## Problems and tasks
(A) Using the passage on media priority identifiers below, decide whether each statement agrees with it. Answer yes or no for each, and quote the words of the passage that decide it.
(i) The track organizer 160 is an optional part of the media generating device 100.
(ii) In the prior art techniques, media data is discarded based on both structural and content priority identifiers.
(iii) The media generating device 100 may be arranged in a network node of a wired or wireless communication system.
(B) Name every example that the passage on media priority identifiers below gives of an external unit to which the media container file can be directly transmitted.
━━━ Source text ━━━
The determined content priority identifiers are forwarded from the priority determiner 150 to the priority assigner 130, which assigns them to the respective media views. Each media view therefore preferably receives an assigned content priority identifier by the priority assigner 130, though other embodiments merely assign the content priority identifiers to a subset of at least one media view of the multiple media views.
An optional track organizer 160 is provided in the media generating device 100 and becomes operated if the multi-view media data from the media provider 120 is to be organized into a media container file. In such a case, the track organizer organizes the encoded media data from the media provider 120 as at least one media track in the media container file.
A priority organizer 170 is preferably implemented in the media generating device 100 for organizing priority identifiers in the media container file. The priority organizer 170 therefore associatively organizes the structural priority identifiers and the content priority identifiers in the media container file relative the one or more media tracks. In such a case, the priority organizer 170 preferably stores each of the structural and content priority identifiers together with a respective view identifier representing the media view and media data to which the structural or content priority identifier applies.
The media container frame generated according to an embodiment of the media generating device 100 can be entered in the media memory 140 for a later transmission to an external unit that is to forward or process the media container file. Alternatively, the media container file can be directly transmitted to this external unit, such as a media server, transcoder or user terminal with media rendering or play-out facilities.
The units 110-130 and 150-170 of the media generating device 100 may be provided in hardware, software or a combination of hardware and software. The media generating device 100 may advantageously be arranged in a network node of a wired or preferably wireless, radio-based communication system. The media generating device 100 can constitute a part of a content provider or server or can be connected thereto.
The content priority identifiers determined and assigned to multi-view media data as discussed above provide improved content-based processing of the multi-view media data as compared to corresponding multi-view media data that merely has assigned structural priority identifiers.
For instance, assume a video recording arrangement as illustrated in
Assume a situation where media data corresponding to one of the media views has to be pruned and discarded, for instance, due to limited storage capability and/or limited bandwidth when transmitting the encoded multi-view media data.
According to the prior art techniques, media data is discarded based solely on the structural priority identifiers. This means that the media data from the media view 22 and camera 12 being positioned closest to one of the goals of the football field will be discarded as it has highest assigned structural priority identifier and therefore lowest structural priority. However, in reality this camera view 22 is typically regarded as being the most important one as it is closer to the goal and is the only camera view of the four illustrated camera views 22-28 that will capture any goal made during the football match.
However, by also utilizing the content priority identifiers in the media processing, i.e. media pruning in this example, a more correct media processing from a media rendering point of view is achieved. Thus, using only the content priority identifiers or indeed both the content priority identifiers and the structural priority identifiers in the media pruning, the media data originating from the media view 28 will be discarded as it has the highest content priority identifier and also the highest total priority identifier, i.e. content priority identifier plus structural priority identifier.
Removing media data from the media view 28 instead of the media view 22 closest to the goal is much more preferred from a viewing user's point of view when the scoring of a goal is regarded as the most interesting part to see of a football match.
The next step S21 selects a media data subset of the received multi-view media data. Thus, this step S21 selects media data corresponding to a subset of the multiple media views. As a consequence, step S21 selects media data from P media views, where 1≦P<M and M represents the total number of media views for the present multi-view media data.
━━━ Provided records ━━━
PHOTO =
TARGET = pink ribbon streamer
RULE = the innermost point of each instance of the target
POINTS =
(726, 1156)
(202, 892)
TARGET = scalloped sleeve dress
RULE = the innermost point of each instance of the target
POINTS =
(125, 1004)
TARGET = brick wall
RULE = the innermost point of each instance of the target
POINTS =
━━━
## Answer set
(A)
(i) Yes: "An optional track organizer 160 is provided in the media generating device 100"
(ii) No: "According to the prior art techniques, media data is discarded based solely on the structural priority identifiers."
(iii) Yes: "The media generating device 100 may advantageously be arranged in a network node of a wired or preferably wireless, radio-based communication system."

(B)
- a media server
- a transcoder
- a user terminal with media rendering or play-out facilities